=== Description of the task ===
Rewrite the items below as a two-column CSV with the header item_text,answer, one row per item. Put each item's text and its answer in their own quoted fields, and replace any line breaks with spaces.

=== Record extracts ===

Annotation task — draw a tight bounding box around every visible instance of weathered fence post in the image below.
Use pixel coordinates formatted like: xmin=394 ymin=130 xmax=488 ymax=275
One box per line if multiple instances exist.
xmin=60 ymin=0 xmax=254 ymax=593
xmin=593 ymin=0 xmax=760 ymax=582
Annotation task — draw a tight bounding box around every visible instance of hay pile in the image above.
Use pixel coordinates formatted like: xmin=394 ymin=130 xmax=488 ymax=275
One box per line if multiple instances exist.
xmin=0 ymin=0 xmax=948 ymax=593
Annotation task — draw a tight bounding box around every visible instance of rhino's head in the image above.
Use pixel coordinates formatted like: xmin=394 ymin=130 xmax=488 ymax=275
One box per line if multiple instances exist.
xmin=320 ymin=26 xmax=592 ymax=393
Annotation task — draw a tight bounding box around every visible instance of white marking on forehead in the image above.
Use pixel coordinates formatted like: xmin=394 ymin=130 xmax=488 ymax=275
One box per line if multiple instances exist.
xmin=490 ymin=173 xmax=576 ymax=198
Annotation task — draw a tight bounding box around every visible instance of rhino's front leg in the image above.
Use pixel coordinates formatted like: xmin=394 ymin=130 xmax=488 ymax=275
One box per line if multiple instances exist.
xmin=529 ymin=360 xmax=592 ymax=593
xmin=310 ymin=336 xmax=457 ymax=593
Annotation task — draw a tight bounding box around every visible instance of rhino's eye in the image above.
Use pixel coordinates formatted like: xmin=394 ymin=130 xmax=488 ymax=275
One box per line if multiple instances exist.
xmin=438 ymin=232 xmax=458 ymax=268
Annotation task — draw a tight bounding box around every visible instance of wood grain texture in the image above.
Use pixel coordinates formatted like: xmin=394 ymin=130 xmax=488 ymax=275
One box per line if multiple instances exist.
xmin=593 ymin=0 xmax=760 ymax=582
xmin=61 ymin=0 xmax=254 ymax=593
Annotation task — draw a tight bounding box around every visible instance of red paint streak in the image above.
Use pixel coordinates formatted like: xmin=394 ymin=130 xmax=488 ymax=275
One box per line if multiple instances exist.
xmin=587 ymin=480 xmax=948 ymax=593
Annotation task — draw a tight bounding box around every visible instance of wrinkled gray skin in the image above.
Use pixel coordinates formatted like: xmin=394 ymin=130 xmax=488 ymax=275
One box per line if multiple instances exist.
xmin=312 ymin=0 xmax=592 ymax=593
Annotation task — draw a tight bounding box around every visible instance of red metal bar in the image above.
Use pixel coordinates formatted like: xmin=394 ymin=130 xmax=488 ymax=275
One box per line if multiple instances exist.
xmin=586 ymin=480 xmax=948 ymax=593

=== Complete output ===
item_text,answer
"Annotation task — draw a tight bounding box around every visible instance of weathered fence post in the image below. Use pixel coordinates formatted like: xmin=394 ymin=130 xmax=488 ymax=275 One box per line if multiple instances exist.","xmin=60 ymin=0 xmax=254 ymax=593 xmin=593 ymin=0 xmax=760 ymax=582"
"Annotation task — draw a tight bounding box around every visible instance of hay pile in the image above. Use pixel coordinates formatted like: xmin=394 ymin=130 xmax=488 ymax=275 One box per line if multiple instances exist.","xmin=0 ymin=0 xmax=948 ymax=593"
"Annotation task — draw a tight bounding box around every visible instance of rhino's head in the image above. Use pixel coordinates formatted like: xmin=394 ymin=130 xmax=488 ymax=275 One box per line if multiple instances exist.","xmin=320 ymin=26 xmax=592 ymax=393"
"Annotation task — draw a tight bounding box around every visible instance of white marking on forehead in the image above. Use pixel coordinates formatted like: xmin=394 ymin=130 xmax=488 ymax=275 One box per line if multiple instances exist.","xmin=490 ymin=173 xmax=576 ymax=198"
"Annotation task — draw a tight bounding box around every visible instance of rhino's front leg in the image above. Use pixel coordinates formatted like: xmin=394 ymin=130 xmax=488 ymax=275 One box per line if multiple instances exist.","xmin=529 ymin=360 xmax=592 ymax=593 xmin=310 ymin=336 xmax=457 ymax=593"
"Annotation task — draw a tight bounding box around every visible instance of rhino's eye in the image above. Use pixel coordinates formatted like: xmin=394 ymin=130 xmax=488 ymax=275 One box per line if multiple instances exist.","xmin=438 ymin=232 xmax=458 ymax=268"
"Annotation task — draw a tight bounding box around every visible instance of wood grain texture in the image above. Use pixel coordinates formatted like: xmin=394 ymin=130 xmax=488 ymax=275 One box per line if multiple instances exist.","xmin=593 ymin=0 xmax=760 ymax=582 xmin=61 ymin=0 xmax=254 ymax=593"
"Annotation task — draw a tight bounding box around every visible instance of red paint streak in the image above. Use pixel coordinates formatted like: xmin=394 ymin=130 xmax=488 ymax=275 One box per line if multiple instances exist.","xmin=587 ymin=480 xmax=948 ymax=593"
"Annotation task — draw a tight bounding box around every visible instance of wrinkled gray skin in the image above. Use pixel coordinates formatted like: xmin=394 ymin=130 xmax=488 ymax=275 One box per line if multiple instances exist.","xmin=312 ymin=0 xmax=592 ymax=593"
"Annotation task — draw a tight bounding box around every visible instance of red metal bar in the image above. Use pixel coordinates formatted like: xmin=394 ymin=130 xmax=488 ymax=275 One box per line if multiple instances exist.","xmin=586 ymin=480 xmax=948 ymax=593"